------ Vorgegebener Text

Regie: David Lean
Schuhmacher und Bräutigam...
"Herr im Haus bin ich" entstand im Jahr 1954 und gehört heute zu
den weniger bekannten Filmen des legendären britischen Regisseurs David
Lean.
Der Film ist aber sehr originell und auch very british - dabei
anders als Leans frühere Werke aus den 40ern, die eher etwas düster
gehalten waren und als Nachfolgefilme von "Herr im Haus bin ich" kamen
auch bald Leans magische Kino-Blockbuster. Die Bühnenkomödie "Hobsons
Choice" (so lautet auch der Originaltitel des Films) von Harold
Brickhouse aus dem Jahr 1915 stand für den Film Pate und obwohl der
Humor überwiegt, kann man Leans Film als gelungene Tragikomödie
bezeichnen.
Dabei sprang für den großen Charles Laughton auch eine Paraderolle
als tyrannischer Schuhverkäufer heraus - natürlich ist er der Star des
Films, aber er ordnet sich auch sehr gut in das hervorragende Ensemble
ein, in dem Brenda de Banzie (Der Mann, der zuviel wußte) und John Mills
eine ebenso gute Leistung zeigen.
Die schönen Schwarz-weiß Aufnahmen von Kameramann Jack Hildyard
lassen für den Zuschauer das Zeitalter am Ende der Ära von Königin
Viktoria wieder aufleben. Ort des Geschehens ist die Stadt Salford in
Lancashire, irgendwann um 1880. Henry Horatio Hobson (Charles Laughton)

------------
------ Gespeicherte Daten

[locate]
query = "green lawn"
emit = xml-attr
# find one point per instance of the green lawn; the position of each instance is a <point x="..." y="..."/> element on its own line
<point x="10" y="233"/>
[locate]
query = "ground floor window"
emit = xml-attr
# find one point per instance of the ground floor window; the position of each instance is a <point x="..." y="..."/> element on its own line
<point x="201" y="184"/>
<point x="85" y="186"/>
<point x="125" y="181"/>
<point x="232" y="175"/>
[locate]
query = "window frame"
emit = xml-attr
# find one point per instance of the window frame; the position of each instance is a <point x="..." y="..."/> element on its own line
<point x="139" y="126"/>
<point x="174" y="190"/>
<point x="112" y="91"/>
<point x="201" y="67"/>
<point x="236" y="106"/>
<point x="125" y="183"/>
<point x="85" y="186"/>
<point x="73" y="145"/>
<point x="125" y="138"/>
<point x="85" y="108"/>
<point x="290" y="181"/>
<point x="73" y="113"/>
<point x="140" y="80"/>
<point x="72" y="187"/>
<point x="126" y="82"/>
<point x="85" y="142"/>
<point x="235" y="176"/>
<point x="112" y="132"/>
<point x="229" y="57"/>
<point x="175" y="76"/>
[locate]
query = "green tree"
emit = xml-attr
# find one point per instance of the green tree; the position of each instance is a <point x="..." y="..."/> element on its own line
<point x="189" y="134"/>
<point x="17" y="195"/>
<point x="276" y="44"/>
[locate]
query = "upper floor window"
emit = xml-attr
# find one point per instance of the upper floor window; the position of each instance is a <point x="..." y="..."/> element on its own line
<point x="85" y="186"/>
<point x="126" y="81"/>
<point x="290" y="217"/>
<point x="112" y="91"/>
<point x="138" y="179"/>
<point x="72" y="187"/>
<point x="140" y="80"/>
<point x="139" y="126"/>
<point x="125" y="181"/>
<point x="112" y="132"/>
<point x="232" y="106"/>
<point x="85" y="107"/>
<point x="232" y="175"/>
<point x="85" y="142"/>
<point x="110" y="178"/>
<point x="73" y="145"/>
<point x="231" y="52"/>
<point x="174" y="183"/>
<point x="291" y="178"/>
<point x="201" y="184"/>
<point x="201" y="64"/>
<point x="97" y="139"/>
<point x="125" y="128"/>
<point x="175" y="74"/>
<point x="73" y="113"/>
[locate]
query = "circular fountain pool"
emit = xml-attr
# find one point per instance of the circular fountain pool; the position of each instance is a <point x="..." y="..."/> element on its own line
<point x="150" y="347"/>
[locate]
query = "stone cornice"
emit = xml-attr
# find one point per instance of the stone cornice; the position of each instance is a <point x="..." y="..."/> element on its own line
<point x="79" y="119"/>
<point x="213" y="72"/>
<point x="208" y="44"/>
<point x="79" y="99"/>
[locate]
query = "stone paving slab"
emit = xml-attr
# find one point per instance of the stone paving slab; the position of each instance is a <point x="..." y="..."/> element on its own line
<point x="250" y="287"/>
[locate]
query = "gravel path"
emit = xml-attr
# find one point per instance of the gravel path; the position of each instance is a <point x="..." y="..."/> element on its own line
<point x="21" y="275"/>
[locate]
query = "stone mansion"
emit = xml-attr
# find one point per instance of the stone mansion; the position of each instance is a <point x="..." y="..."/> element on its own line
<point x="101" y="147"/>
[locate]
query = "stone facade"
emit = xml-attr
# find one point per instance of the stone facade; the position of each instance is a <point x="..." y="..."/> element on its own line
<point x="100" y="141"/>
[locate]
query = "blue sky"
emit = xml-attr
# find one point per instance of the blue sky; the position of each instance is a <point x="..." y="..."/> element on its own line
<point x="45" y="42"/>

------------

Arbeitsauftrag 1: Wer war laut der Filmbesprechung zu „Herr im Haus bin ich“ für die Kameraarbeit verantwortlich?
Arbeitsauftrag 2: Nimm die Filmbesprechung zu „Herr im Haus bin ich“ an ihrem Ende wieder auf und schreib sie weiter.

Lösung 1: Jack Hildyard

Lösung 2:
führt ein gut gehendes Schuhgeschäft und dies mit eiserner Hand. Seine
Frau ist verstorben und er hat es sich zur Angewohnheit gemacht seine
drei Töchter Maggie (Brenda de Banzie), Alice (Daphne Anderson) und
Vicky (Prunella Scales) im Geschäft herumzukommandieren. Er geniest das
Leben als tyrannischer Despot und lässt es sich nicht nehmen jeden Abend
im seiner Stammkneipe "Moonraker" aufzutauchen und dort mit
befreundeten Geschäftsleuten immer etwas zuviel zu trinken. Torkelnd
findet er mehr schlecht als recht den Weg nach Hause und pennt dann aus.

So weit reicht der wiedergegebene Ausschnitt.